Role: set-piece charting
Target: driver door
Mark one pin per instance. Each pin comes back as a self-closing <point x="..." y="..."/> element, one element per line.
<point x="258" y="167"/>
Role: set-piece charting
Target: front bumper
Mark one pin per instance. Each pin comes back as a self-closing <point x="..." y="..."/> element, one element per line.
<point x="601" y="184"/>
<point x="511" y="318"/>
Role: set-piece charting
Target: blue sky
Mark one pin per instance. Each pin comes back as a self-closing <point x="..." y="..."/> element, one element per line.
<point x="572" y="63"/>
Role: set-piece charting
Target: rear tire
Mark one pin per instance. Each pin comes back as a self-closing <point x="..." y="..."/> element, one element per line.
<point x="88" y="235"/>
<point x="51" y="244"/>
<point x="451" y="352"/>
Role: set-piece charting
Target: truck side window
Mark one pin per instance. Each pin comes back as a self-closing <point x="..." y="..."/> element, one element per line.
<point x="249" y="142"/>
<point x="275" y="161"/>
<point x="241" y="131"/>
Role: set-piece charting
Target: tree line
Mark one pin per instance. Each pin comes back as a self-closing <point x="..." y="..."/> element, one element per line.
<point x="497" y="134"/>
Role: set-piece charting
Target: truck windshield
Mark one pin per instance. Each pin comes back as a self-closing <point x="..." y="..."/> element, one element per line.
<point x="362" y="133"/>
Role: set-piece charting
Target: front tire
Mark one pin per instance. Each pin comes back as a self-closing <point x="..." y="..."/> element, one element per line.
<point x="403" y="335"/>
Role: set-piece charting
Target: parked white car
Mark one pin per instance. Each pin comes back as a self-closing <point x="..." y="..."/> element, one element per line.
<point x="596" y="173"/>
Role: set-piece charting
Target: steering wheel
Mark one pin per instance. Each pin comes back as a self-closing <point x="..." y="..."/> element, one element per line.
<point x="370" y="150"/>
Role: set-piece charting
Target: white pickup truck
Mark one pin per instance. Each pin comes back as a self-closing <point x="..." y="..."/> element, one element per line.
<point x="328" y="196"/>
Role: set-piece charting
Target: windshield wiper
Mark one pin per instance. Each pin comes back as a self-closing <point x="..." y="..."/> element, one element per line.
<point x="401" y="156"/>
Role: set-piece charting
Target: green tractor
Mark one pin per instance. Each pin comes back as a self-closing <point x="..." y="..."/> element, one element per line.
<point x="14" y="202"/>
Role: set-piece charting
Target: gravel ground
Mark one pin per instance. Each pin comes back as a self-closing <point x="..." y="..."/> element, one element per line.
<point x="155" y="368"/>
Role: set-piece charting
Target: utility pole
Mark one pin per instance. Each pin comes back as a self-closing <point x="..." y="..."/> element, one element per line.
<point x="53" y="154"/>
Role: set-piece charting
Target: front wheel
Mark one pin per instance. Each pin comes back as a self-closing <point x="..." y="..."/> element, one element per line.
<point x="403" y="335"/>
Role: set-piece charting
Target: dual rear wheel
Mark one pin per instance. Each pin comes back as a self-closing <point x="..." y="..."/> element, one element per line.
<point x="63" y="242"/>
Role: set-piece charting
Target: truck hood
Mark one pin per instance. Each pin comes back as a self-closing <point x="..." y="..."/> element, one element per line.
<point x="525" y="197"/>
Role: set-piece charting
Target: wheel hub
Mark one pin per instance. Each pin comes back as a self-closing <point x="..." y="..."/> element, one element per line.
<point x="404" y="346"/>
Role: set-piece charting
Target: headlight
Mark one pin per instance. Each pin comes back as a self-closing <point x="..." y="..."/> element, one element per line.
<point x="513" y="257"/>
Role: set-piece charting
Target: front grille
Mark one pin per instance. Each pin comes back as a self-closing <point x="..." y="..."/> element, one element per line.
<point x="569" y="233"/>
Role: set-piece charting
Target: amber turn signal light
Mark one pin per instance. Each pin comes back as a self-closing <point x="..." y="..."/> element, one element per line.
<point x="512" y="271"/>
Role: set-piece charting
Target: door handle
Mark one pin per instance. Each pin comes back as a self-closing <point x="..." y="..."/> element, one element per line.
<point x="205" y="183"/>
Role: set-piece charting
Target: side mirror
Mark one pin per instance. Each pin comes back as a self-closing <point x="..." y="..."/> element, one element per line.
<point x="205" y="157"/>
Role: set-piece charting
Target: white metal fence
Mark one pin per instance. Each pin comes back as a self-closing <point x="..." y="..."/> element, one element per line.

*TO BE DONE*: Print the records above exactly as they appear.

*RESULT FOR THIS TASK*:
Role: set-piece charting
Target: driver door
Mark one pin per instance. Each pin comes back as a self-closing <point x="..." y="..."/> element, one element per line.
<point x="258" y="167"/>
Role: set-piece charting
Target: front bumper
Mark one pin per instance. Each pin comes back as a self-closing <point x="..." y="..."/> element, one element per line.
<point x="601" y="184"/>
<point x="511" y="318"/>
Role: set-piece charting
Target: blue sky
Mark one pin per instance. Each pin comes back as a self-closing <point x="..." y="..."/> element, one element per line.
<point x="572" y="63"/>
Role: set-piece charting
Target: rear tire
Mark one pin per instance. Each pin comes back as a self-closing <point x="..." y="..."/> element, one element per line.
<point x="88" y="235"/>
<point x="51" y="244"/>
<point x="451" y="352"/>
Role: set-piece charting
Target: truck side window
Mark one pin per instance. Each pin comes back as a self-closing <point x="..." y="..."/> element, one element per line.
<point x="249" y="142"/>
<point x="275" y="161"/>
<point x="241" y="131"/>
Role: set-piece charting
Target: tree line
Mark one pin per instance. Each pin comes back as a self-closing <point x="..." y="..."/> element, one element per line.
<point x="497" y="134"/>
Role: set-piece charting
Target: truck windshield
Mark one pin per instance. Each pin comes back as a self-closing <point x="..." y="..."/> element, one element per line.
<point x="362" y="133"/>
Role: set-piece charting
Target: front tire
Mark one pin per instance. Each pin comes back as a self-closing <point x="..." y="..."/> element, one element per line.
<point x="403" y="335"/>
Role: set-piece charting
Target: parked white car
Mark one pin per instance. Each pin comes back as a self-closing <point x="..." y="..."/> element, one element per line.
<point x="596" y="173"/>
Role: set-piece charting
Target: steering wheel
Mark one pin per instance. Each pin comes back as a self-closing <point x="..." y="..."/> element, one element per line.
<point x="370" y="150"/>
Role: set-piece charting
Target: white pickup truck
Mark one pin per instance. Each pin comes back as a self-closing <point x="..." y="..."/> element, one element per line.
<point x="328" y="196"/>
Role: set-piece charting
Target: windshield wiper
Mark one pin per instance. Each pin comes back as a self-closing <point x="..." y="..."/> element, one element per line.
<point x="401" y="156"/>
Role: set-piece charting
Target: green tractor
Mark one pin per instance. Each pin comes back as a self-closing <point x="..." y="..."/> element, one element per line.
<point x="14" y="202"/>
Role: set-piece charting
Target: gravel ground
Mark one pin per instance. Each pin comes back as a self-closing <point x="..." y="..."/> element, one element per line.
<point x="155" y="368"/>
Role: set-piece charting
Target: utility pole
Mark one pin per instance. Each pin comes back as a self-closing <point x="..." y="..."/> element, one element per line.
<point x="53" y="154"/>
Role: set-piece charting
Target: front wheel
Mark one pin per instance. Each pin comes back as a self-closing <point x="..." y="..."/> element, one element per line.
<point x="403" y="335"/>
Role: set-piece charting
Target: dual rear wheel
Mark one pin per instance. Each pin comes back as a self-closing <point x="..." y="..."/> element, one element per line.
<point x="63" y="242"/>
Role: set-piece charting
Target: truck hood
Mark one pin per instance. Each pin comes back as a self-closing <point x="..." y="..."/> element, one element per line.
<point x="525" y="197"/>
Role: set-piece charting
Target: wheel hub
Mark one pin per instance. Each pin comes back as a self-closing <point x="..." y="..."/> element, one element per line.
<point x="404" y="346"/>
Role: set-piece charting
Target: headlight
Mark one pin per instance. Each pin comes back as a self-closing <point x="..." y="..."/> element, one element per line.
<point x="513" y="257"/>
Role: set-piece charting
Target: front grille
Mark one pin per instance. Each pin comes back as a self-closing <point x="..." y="..."/> element, one element per line.
<point x="569" y="233"/>
Role: set-piece charting
Target: amber turn signal light
Mark one pin per instance. Each pin comes back as a self-closing <point x="..." y="..."/> element, one element per line.
<point x="512" y="271"/>
Role: set-piece charting
Target: door handle
Mark one pin per instance. Each pin comes back as a self-closing <point x="..." y="..."/> element, one element per line.
<point x="205" y="183"/>
Role: set-piece charting
Target: side mirror
Mark one pin per instance. Each pin comes back as a self-closing <point x="..." y="..."/> element, one element per line.
<point x="205" y="157"/>
Role: set-piece charting
Target: white metal fence
Mark one pin per instance. Each pin comes back as a self-closing <point x="..." y="..."/> element, one element per line.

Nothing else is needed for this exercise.